## Description of the task
Render every line of the rows below as a JSON list of strings, one string per line, with blank lines omitted. Leave the pictures out.

Excerpts of location labeling data
──────────────────────────────

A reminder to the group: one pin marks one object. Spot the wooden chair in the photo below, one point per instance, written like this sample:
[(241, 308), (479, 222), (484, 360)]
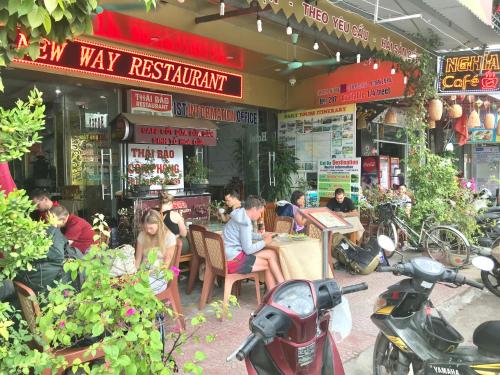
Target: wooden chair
[(313, 231), (30, 311), (172, 291), (270, 216), (195, 238), (216, 258), (284, 224)]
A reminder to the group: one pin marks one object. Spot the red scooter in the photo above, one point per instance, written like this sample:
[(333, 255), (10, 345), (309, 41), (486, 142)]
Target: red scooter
[(290, 330)]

──────────────────────────────

## Answer to the problem
[
  "A reminder to the group: one pin marks one object. Spot the wooden chair in the photo below, one point per instance, written like this sample:",
  "[(241, 308), (479, 222), (484, 360)]",
  "Target: wooden chair",
  "[(313, 231), (30, 311), (172, 291), (270, 216), (195, 238), (216, 258), (284, 224)]",
  "A reminder to the group: one pin marks one object. Spot the red scooter in the photo above, one point per instance, written like this sample:",
  "[(333, 255), (10, 345), (309, 41), (486, 142)]",
  "Target: red scooter",
  "[(290, 330)]"
]